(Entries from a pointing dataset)
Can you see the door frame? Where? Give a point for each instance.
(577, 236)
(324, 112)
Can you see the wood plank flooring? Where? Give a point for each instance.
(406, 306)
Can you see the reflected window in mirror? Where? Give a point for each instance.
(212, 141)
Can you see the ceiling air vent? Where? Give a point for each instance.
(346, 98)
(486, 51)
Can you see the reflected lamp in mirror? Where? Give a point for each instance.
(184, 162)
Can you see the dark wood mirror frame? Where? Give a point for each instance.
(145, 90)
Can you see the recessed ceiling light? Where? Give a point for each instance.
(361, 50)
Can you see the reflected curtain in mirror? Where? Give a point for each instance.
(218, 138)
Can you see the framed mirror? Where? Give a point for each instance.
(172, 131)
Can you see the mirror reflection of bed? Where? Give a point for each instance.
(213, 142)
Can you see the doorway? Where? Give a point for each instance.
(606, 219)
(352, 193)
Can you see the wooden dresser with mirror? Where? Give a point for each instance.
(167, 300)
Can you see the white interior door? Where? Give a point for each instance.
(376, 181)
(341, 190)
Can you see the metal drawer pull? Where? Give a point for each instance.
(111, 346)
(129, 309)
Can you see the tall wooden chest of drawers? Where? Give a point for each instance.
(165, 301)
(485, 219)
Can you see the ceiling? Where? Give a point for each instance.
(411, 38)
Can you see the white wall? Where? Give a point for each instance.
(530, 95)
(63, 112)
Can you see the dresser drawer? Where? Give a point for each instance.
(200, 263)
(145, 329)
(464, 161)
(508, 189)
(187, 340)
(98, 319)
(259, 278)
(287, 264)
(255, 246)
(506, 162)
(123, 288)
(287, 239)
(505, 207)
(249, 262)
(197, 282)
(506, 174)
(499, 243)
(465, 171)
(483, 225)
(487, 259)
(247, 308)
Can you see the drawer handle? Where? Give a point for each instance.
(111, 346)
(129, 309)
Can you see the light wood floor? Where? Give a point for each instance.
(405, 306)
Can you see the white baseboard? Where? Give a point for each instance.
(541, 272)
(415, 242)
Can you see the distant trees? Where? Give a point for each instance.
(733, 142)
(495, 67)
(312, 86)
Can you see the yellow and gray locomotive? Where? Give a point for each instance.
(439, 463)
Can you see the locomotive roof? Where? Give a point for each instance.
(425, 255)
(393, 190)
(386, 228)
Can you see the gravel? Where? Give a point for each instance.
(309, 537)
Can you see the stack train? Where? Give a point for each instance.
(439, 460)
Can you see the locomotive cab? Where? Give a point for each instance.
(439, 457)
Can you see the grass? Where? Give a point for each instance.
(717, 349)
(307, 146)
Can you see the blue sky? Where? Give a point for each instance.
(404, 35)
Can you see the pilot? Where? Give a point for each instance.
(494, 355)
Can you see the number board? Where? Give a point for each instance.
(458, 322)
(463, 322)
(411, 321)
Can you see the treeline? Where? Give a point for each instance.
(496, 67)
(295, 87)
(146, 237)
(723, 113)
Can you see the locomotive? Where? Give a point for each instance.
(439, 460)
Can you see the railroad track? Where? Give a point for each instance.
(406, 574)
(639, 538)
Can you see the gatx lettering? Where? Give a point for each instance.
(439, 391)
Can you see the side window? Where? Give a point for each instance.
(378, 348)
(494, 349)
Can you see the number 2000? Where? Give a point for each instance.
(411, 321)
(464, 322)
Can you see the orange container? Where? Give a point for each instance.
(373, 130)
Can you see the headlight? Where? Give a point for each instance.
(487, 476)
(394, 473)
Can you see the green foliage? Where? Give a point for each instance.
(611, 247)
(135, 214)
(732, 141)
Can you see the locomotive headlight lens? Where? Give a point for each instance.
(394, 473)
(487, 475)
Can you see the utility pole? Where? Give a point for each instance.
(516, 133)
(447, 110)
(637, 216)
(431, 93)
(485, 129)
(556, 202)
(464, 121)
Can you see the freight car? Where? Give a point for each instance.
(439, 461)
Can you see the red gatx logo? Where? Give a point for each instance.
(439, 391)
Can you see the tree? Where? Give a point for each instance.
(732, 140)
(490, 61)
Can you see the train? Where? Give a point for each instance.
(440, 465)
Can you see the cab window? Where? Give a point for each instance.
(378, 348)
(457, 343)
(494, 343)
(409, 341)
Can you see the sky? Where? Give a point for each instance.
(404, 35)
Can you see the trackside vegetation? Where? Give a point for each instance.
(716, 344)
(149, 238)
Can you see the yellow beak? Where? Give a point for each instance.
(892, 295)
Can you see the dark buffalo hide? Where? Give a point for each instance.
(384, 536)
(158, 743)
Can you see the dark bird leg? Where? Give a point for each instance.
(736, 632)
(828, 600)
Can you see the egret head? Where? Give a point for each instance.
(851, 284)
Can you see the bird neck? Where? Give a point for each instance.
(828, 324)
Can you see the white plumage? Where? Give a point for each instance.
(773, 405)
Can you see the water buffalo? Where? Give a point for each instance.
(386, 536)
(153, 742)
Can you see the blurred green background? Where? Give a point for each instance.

**Your instructions:**
Copy every line of the material, please, keeping it exactly the same.

**Output of the task:**
Can you see the door frame? Where? Give a point for each instance.
(577, 236)
(324, 112)
Can you see the wood plank flooring? Where? Give a point for each instance.
(406, 306)
Can you see the reflected window in mirror? Where? Give a point for each instance.
(212, 141)
Can you see the ceiling air vent? Where? Give a point for each instance.
(346, 98)
(486, 51)
Can you see the reflected lamp in mirror? Where? Give a point for each instance.
(184, 162)
Can you see the dark wood mirror frame? Where? Give a point for each instance.
(145, 90)
Can you see the recessed ceiling light? Where? Give a point for each instance.
(361, 50)
Can you see the reflected curtain in mirror? Where? Give a point for each instance.
(218, 138)
Can you see the framed mirror? Where? Give a point for each instance.
(172, 131)
Can you see the mirror reflection of bed? Where? Give a point for each instance.
(213, 142)
Can you see the doorway? Where? Give a point for each instance.
(606, 219)
(352, 193)
Can you see the wooden dresser with mirror? Where? Give a point for each instance.
(167, 300)
Can you see the white interior door? Where? Give a point for each instance.
(376, 181)
(341, 190)
Can you see the metal drawer pull? Where? Give a point for each instance.
(111, 346)
(129, 309)
Can you see the tall wooden chest of drawers? Where? Give a point for each instance.
(165, 301)
(485, 219)
Can you see the ceiling? Where? Give a point for each instance.
(411, 38)
Can you see the white wall? Where? Give a point for each instance.
(530, 95)
(63, 112)
Can you see the dresser drawer? Where? Give a point for each instance.
(200, 263)
(145, 329)
(464, 161)
(508, 189)
(187, 340)
(98, 319)
(259, 278)
(287, 264)
(255, 246)
(506, 162)
(123, 288)
(287, 239)
(505, 207)
(249, 262)
(197, 282)
(506, 174)
(499, 243)
(465, 171)
(483, 225)
(487, 259)
(247, 308)
Can you see the drawer handle? Where? Give a point for each instance.
(111, 346)
(129, 309)
Can you see the light wood floor? Where? Give a point for each instance.
(405, 306)
Can you see the white baseboard? Where? Give a point for each instance.
(541, 272)
(415, 242)
Can you see the distant trees? Where? Give a point for each instance.
(733, 142)
(495, 67)
(312, 86)
Can you see the yellow and gray locomotive? Where? Give a point for each instance.
(439, 463)
Can you see the locomotive roof? Where? Give a point for each instance.
(425, 255)
(393, 190)
(386, 228)
Can you see the gravel? Where? Give a point for each instance.
(309, 537)
Can you see the stack train? Where? Give a point for each instance.
(439, 460)
Can you see the locomotive cab? Where? Give a point for each instance.
(439, 457)
Can you see the grass? Where? Give a point for each instance.
(717, 349)
(307, 146)
Can you see the blue sky? Where? Give a point for each instance.
(404, 35)
Can you see the pilot? Where? Give a point for each instance.
(494, 355)
Can you see the number board? Where? Give a point for each instance.
(458, 322)
(463, 322)
(411, 321)
Can you see the treeline? Where? Give a point for each instance.
(496, 67)
(295, 87)
(146, 237)
(723, 113)
Can you see the locomotive? Where? Give a point for each instance.
(439, 460)
Can you see the railroad track? Where? Give a point for each instance.
(406, 574)
(639, 538)
Can you see the gatx lettering? Where? Give a point for each instance.
(439, 391)
Can you see the side window? Where? Give a point for each instance.
(378, 348)
(494, 349)
Can you see the number 2000? Where? Give a point for each instance.
(411, 321)
(464, 322)
Can you see the orange container? Where? Give a point for each instance.
(373, 130)
Can you see the headlight? Where? Give a point for each instance.
(487, 476)
(394, 473)
Can you see the green foliage? Where? Give a point for each instance.
(611, 247)
(135, 214)
(732, 141)
Can you see the locomotive headlight lens? Where? Give a point for each instance.
(394, 473)
(487, 475)
Can you see the utility pole? Where? Give a point for each instance.
(516, 133)
(447, 110)
(637, 216)
(431, 93)
(485, 129)
(556, 202)
(464, 121)
Can you see the freight car? Where? Give a point for each instance.
(439, 461)
Can you see the red gatx logo? Where? Give a point for each instance.
(439, 391)
Can you see the tree? Where? Give a point for each instance.
(732, 140)
(490, 61)
Can you see the train? Where? Give a point for each instance.
(440, 465)
Can you see the cab window? Where? Give a point for each instance.
(378, 348)
(457, 343)
(494, 343)
(409, 341)
Can you see the sky? Where? Give a point for each instance.
(404, 35)
Can you see the trackside vegetation? Where? Give a point for each instance.
(716, 344)
(149, 238)
Can you see the yellow beak? Where? Give a point for each instance.
(892, 295)
Can you see the dark buffalo hide? Where? Give a point for each instance.
(384, 536)
(158, 743)
Can you see the dark bird leg? Where? Give a point for each instance.
(736, 632)
(828, 600)
Can you see the egret head? Where? Give a point for each instance.
(851, 284)
Can you see the bird neck? Where? Give a point for each instance.
(828, 324)
Can you see the white plumage? Where? Give a point for each instance.
(773, 405)
Can you see the water buffalo? Where? Give a point for each instance.
(386, 536)
(153, 742)
Can you see the blurred green background? Where? Give a point for each instance.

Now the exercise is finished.